## Activity
Nothing but the records, transcribed exactly, should appear in the answer; leave the pictures out.

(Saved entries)
# # # # #
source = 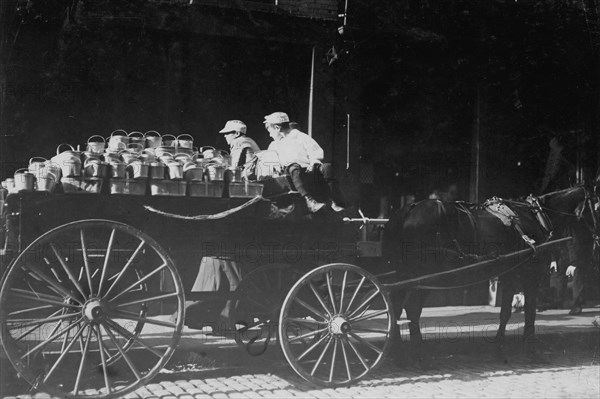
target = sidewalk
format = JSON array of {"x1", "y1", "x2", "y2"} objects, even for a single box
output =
[{"x1": 399, "y1": 303, "x2": 600, "y2": 341}]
# # # # #
## Task solution
source = 
target = sidewalk
format = JSON array of {"x1", "y1", "x2", "y2"} objects, even for a single box
output =
[{"x1": 399, "y1": 303, "x2": 600, "y2": 341}]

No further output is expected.